### Actions to take
1: According to the commentary on the Hack Live sex addiction episode, why did Cassie say she and Jason would keep examining the underlying issues and causes of his problems? Answer in one to three sentences.
2: List every cause that the commentary on the Hack Live sex addiction episode says sex addiction problems generally stem from.
3: In the commentary on the Hack Live sex addiction episode, rewrite the paragraph beginning "It was only really in the last 3 minutes" more briefly, keeping its main facts.

### Text provided
+---+

The most revealing aspect of the Hack Live Sex Addiction episode was what was not discussed. ‘Sex addicts’ were depicted as cheaters who betrayed their partners by picking up in bars and clubs or sneaking around looking at online porn (even on Instagram apparently). There was no discussion about the role or use of dating apps like Tinder. The difference between pornography as an enhancement to masturbation and actual sexual contact with another human being in real time was not explored. The impact of monogamy was mentioned only once and barely anything was said about cultural expectations around sexual fidelity apart from Tom Tilley’s ‘shocking’ (his words) visit to a swingers club. In what sounded like a vacation itinerary for some of my gay counselling clients, one man admitted to having sex up to three times a day with three different women. Why wasn’t anyone talking about sex addiction and masculinity or different sexual or gender expectations for men and women? Or transpeople? I wondered whether the ABC thought it might be too shocking for the audience to hear from some gay men on holiday. Sex positive activist Nev Spirovska did attempt to draw attention to the gender binary but the conversation kept returning to heterosexual sex addiction. Forget about claims of heteronormativity, I think at the very least Hack Live played it safe by not even considering gay men’s sexuality, let alone bisexuality or how to respond to a straight-identified man who goes in search of penis images on Instagram.
Treatment for ‘Sex Addiction’: Communication versus Shame
It was only really in the last 3 minutes of this hour-long programme that treatment directions for sex addiction concerns were finally raised. Cassie, the partner of self-described sex-addict Jason, had already pointed out that shame shut down conversations about sexual addiction. Then right at the end of the show she vowed that she and Jason would continue to look at the underlying issues and causes as to why he experiences these problems because generally it does stem from depression, anxiety, boredom or stress.
Thank you Cassie!

+---+

Phrase grounding data:
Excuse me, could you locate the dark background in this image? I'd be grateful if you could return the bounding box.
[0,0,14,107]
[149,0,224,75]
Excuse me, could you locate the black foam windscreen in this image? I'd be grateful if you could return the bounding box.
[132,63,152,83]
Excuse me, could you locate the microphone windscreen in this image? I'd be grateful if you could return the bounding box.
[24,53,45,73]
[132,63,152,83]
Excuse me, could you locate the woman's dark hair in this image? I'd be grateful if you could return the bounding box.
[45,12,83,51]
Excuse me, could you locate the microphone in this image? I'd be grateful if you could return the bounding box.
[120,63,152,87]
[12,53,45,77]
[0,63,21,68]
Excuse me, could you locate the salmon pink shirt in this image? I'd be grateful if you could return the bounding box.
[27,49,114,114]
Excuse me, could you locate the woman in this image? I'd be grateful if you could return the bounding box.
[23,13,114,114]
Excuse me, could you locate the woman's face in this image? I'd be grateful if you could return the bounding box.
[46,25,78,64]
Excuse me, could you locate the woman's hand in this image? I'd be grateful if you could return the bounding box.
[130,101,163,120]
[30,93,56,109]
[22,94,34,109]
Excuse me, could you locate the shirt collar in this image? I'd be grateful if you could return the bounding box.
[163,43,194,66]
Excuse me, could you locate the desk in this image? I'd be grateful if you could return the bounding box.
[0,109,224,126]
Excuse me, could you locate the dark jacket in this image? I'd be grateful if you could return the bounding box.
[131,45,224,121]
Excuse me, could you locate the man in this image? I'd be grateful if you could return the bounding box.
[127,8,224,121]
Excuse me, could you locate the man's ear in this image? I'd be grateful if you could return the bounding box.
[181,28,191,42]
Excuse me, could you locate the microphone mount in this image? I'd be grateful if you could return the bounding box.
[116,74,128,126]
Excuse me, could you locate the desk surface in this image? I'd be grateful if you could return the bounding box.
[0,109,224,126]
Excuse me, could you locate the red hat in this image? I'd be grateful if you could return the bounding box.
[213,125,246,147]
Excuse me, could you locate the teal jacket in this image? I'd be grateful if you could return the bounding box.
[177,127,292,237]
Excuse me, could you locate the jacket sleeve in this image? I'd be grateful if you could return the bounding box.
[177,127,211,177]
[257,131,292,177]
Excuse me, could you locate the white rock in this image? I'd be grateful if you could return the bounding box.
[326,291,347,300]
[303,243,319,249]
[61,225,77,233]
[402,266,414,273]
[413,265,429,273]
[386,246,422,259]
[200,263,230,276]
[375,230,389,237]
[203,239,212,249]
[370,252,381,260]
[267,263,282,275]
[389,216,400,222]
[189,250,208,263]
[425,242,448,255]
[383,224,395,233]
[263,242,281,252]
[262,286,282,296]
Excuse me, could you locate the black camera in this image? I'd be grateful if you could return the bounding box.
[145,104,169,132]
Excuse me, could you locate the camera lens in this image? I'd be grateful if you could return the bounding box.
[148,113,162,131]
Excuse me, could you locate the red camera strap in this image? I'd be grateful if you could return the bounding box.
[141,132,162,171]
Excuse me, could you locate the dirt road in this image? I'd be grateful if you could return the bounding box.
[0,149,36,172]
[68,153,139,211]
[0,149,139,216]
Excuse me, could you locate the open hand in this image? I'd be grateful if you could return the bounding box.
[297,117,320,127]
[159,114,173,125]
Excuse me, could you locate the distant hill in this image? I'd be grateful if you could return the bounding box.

+---+

### Results for each task
1: Cassie said they would keep examining the underlying issues because such problems generally stem from depression, anxiety, boredom or stress. She had also noted earlier that shame shut down conversations about sexual addiction.

2:
- Depression
- Anxiety
- Boredom
- Stress

3: Treatment directions were raised only in the last 3 minutes of the hour-long programme. Cassie, partner of self-described sex addict Jason, had already noted that shame shut down conversations about sexual addiction. At the end, she vowed they would keep examining the underlying causes of his problems, which generally stem from depression, anxiety, boredom or stress.